▸ What is needed:
Which lines in the material below contain the word "chair"? Locate each one and copy it out in full.

▸ Dataset rows:
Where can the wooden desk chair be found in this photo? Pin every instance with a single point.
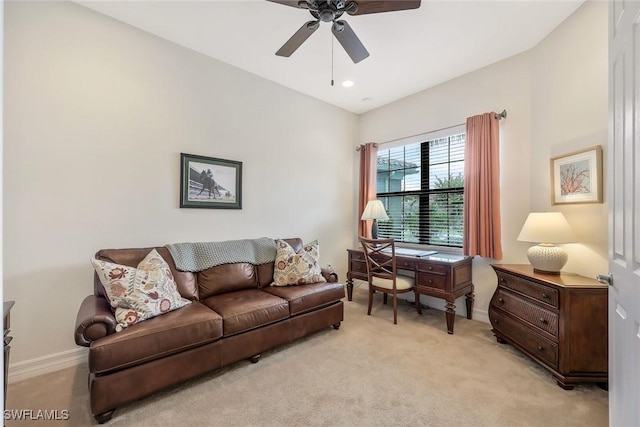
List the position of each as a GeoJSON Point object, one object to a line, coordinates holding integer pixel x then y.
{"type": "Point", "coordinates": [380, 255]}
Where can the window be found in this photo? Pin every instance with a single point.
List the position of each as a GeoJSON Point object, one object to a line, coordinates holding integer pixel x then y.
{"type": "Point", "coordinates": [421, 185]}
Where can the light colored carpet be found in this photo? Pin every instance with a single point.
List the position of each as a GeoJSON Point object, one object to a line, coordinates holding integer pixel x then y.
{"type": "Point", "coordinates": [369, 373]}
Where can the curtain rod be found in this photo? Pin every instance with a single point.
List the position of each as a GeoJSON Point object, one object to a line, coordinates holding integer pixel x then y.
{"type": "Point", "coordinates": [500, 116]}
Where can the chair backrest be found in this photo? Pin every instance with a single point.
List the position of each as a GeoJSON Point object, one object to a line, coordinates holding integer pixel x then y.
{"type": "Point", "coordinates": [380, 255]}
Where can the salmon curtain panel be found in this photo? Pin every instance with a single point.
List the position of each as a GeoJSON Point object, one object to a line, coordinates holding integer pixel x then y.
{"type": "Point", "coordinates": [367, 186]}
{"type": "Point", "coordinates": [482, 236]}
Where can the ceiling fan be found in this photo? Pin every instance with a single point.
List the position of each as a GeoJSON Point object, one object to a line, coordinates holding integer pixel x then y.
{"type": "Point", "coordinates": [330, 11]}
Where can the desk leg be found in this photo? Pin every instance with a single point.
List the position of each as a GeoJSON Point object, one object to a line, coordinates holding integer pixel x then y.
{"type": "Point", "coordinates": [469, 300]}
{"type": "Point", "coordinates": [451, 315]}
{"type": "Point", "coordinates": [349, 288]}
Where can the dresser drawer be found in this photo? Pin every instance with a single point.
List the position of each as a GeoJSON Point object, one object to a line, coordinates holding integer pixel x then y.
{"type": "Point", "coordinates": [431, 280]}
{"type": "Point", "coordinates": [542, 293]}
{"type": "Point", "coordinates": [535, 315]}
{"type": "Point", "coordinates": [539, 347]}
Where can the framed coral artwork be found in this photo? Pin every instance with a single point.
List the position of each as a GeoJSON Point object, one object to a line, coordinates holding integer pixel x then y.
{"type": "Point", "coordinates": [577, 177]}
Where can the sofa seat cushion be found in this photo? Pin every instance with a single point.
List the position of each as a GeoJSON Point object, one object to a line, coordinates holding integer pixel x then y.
...
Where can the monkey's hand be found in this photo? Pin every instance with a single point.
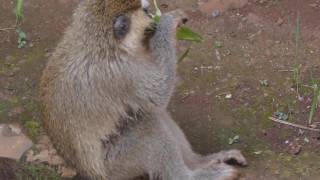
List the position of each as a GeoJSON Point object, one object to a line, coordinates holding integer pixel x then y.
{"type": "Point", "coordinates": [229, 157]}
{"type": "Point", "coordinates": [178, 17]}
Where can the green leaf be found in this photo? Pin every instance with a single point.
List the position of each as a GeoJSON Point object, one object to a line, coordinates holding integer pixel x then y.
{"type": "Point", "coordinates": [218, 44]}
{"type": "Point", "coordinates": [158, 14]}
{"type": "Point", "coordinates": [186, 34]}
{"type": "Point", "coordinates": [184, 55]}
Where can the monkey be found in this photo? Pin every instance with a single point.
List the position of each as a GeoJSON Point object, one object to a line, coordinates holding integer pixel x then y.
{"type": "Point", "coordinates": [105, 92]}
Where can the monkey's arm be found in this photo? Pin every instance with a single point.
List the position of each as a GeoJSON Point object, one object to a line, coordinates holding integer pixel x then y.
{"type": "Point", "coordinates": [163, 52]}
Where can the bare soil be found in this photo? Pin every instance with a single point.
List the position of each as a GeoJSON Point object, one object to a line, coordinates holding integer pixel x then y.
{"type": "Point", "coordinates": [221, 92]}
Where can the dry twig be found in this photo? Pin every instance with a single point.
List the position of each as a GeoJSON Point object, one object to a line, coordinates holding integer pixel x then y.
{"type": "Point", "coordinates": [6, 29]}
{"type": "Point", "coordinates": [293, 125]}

▸ Written solution:
Where can the wooden desk chair be found in this photo? Pin every instance with a single point.
Where can the chair backrest be found in this photo? Pin every instance with a single point.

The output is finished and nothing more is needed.